→ **Stored data**
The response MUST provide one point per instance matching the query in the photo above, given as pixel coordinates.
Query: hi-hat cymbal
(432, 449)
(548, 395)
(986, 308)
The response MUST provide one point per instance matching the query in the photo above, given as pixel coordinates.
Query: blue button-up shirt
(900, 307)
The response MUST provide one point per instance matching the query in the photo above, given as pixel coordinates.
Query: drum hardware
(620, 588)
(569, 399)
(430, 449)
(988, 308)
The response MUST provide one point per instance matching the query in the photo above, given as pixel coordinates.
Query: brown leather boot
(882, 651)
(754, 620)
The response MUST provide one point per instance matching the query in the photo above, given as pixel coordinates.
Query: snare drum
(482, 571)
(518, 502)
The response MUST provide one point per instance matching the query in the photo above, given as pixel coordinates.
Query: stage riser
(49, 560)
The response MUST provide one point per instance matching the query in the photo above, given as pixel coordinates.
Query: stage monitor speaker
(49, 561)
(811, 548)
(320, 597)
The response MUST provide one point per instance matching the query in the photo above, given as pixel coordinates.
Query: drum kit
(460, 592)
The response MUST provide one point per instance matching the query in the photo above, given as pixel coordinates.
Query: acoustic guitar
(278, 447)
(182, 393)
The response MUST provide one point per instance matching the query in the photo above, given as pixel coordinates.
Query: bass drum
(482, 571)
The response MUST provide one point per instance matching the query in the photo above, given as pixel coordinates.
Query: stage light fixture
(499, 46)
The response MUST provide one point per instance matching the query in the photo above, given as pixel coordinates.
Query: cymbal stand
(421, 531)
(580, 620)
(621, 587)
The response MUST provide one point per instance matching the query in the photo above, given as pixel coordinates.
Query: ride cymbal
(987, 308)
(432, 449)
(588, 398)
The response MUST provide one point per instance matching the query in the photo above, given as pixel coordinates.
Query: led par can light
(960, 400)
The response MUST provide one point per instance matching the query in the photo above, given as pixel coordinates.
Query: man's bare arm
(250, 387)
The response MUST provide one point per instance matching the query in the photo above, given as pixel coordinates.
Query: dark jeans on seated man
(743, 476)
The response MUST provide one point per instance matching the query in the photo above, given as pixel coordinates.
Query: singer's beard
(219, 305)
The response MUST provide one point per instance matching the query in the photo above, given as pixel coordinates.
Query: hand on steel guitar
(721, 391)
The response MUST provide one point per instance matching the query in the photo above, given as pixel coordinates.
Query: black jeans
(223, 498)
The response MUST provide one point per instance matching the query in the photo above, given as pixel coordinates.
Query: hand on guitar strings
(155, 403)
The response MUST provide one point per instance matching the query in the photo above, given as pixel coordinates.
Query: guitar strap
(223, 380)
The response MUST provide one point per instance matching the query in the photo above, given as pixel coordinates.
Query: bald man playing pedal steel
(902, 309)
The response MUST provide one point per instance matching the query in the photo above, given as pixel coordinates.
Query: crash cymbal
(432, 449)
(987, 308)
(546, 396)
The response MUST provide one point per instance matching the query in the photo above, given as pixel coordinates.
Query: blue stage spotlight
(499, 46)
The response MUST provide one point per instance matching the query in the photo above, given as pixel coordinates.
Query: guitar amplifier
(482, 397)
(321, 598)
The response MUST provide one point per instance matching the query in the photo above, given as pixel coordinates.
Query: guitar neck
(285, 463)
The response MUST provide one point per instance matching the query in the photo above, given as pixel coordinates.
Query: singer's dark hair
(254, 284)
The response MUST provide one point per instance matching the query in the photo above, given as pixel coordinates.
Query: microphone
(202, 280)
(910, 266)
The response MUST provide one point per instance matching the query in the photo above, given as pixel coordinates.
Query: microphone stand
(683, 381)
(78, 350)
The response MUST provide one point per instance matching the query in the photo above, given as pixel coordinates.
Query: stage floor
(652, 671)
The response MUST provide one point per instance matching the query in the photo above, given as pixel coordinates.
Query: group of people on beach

→ **Do this**
Identify every line in the entries above that contains the word "cymbal", and copy each of those lines. Case counts.

→ **Answer to this exercise**
Query: hi-hat cymbal
Query: cymbal stand
Query: ride cymbal
Query: crash cymbal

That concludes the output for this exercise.